### REQUIRED WORK
Would you transcribe the line that holds "tree shown in the photo above." and all the lines below it, through the final one, exactly and with nothing else?

### INFORMATION SHOWN
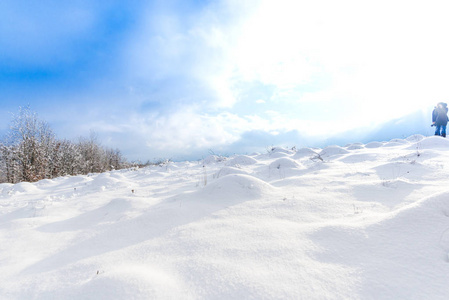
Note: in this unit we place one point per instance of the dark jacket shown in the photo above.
(439, 115)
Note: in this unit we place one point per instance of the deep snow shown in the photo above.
(356, 222)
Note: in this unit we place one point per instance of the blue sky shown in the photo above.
(177, 78)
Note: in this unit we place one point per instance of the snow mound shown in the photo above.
(235, 186)
(211, 159)
(399, 141)
(241, 160)
(25, 187)
(333, 150)
(417, 232)
(304, 152)
(355, 146)
(282, 150)
(415, 138)
(433, 142)
(228, 171)
(374, 145)
(284, 163)
(278, 154)
(392, 144)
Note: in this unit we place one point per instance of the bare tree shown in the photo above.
(31, 152)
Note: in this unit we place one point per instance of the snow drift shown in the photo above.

### RESULT OF THE EXERCISE
Note: in this unit we place one point per instance of the bare tree shown in the photo above.
(31, 152)
Note: in this unit we place one point per instance of the snow drift shown in the photo above.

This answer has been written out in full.